Excerpt:
***
There are reports by the Investigatory Powers Commissioner and the intercept commissioners. When I had to intercept, I was overseen by a commissioner every year. I had a meeting with him—a former judge—on whether I did this or that right, and on whether this or that was important. I come back to the point I have made in the last two days of Committee about the Intelligence and Security Committee itself. That is the vehicle by which Parliament holds the security services accountable. My noble friend Lord Coaker has been making that distinction all the time: the services being accountable to Government for what they do is very different from being available to Parliament.
Of course, details of who has been tapped and details of intelligence operations cannot come here, to this House or the other House—of course not. However, they can go through the committee which both Houses have set up, which meets in private, is non-partisan, and which has Members of both Houses who have great experience on it, to deal with these issues. That is why I appeal to the Minister—we had the debate on the issue on Tuesday—to think again about using the ISC to answer some of the issues that my noble friend Lord Coaker quite rightly raised.
***
Recorded information:
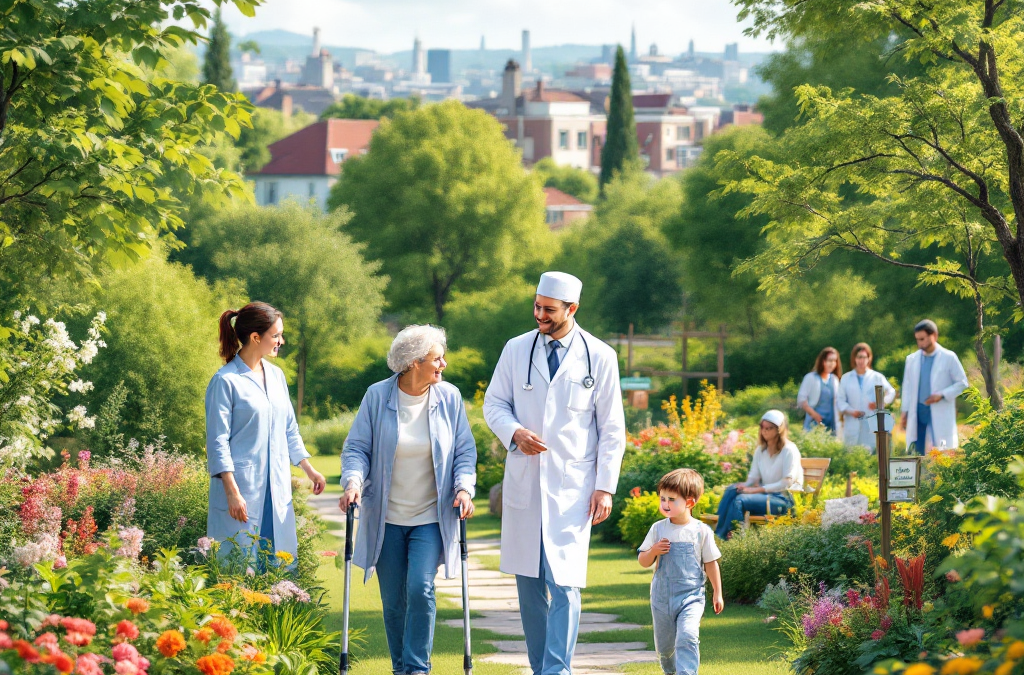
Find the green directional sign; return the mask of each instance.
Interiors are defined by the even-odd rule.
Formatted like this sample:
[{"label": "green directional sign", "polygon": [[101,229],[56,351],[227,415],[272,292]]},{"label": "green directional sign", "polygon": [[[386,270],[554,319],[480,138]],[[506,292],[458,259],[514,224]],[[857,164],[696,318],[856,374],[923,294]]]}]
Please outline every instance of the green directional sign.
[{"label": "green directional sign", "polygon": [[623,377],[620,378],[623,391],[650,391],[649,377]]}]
***
Task set:
**A.** Answer from the security services oversight excerpt:
(i) Who oversaw the speaker every year when the speaker had to intercept?
(ii) What body does the speaker call the vehicle by which Parliament holds the security services accountable?
(iii) On what day was the earlier debate on the issue held?
**B.** Carry on the security services oversight excerpt from the point where it stops.
The records have no connection to the security services oversight excerpt.

Set of answers:
**A.**
(i) A commissioner, a former judge.
(ii) The Intelligence and Security Committee.
(iii) Tuesday.

**B.**
My Lords, I shall be brief. Just on the subject of suspicion, which I think I raised it, I was thinking—perhaps I did not articulate it well—that it was at the political-class level. It is not hard to construct a suspicious scenario where a Westminster-based Executive are hacking an Edinburgh-based politician—I am sure that suspicion would apply there. However, the noble Baroness is right about the public.
The amendment in the name of the noble Lord, Lord Coaker, is important, not because this sort of thing needs to go into primary legislation, but because his point around emphasising public understanding and support which has come out is really important. He picked out the fact that a number of officeholders have worked hard at generating a positive profile for the services, and for that they should be thanked and congratulated. I would add GCHQ, the public profile of which probably did not even exist a decade or so ago. I have several very sad friends who can hardly wait with excitement for the annual GCHQ quiz to arrive. Things like that essentially draw attention to the nature of the work that such organisations do. I laugh at those friends but then I cannot solve it and they can, so perhaps they are the winners there. Those sorts of things do not shed light and throw open the doors on the things the noble Baroness and others fear should not be public, but they create an ambience around those services which is important.
Nobody has mentioned the amendments in the name of the noble Lord, Lord Sharpe, which I guess is exactly what he wanted, and I have nothing to add to them either.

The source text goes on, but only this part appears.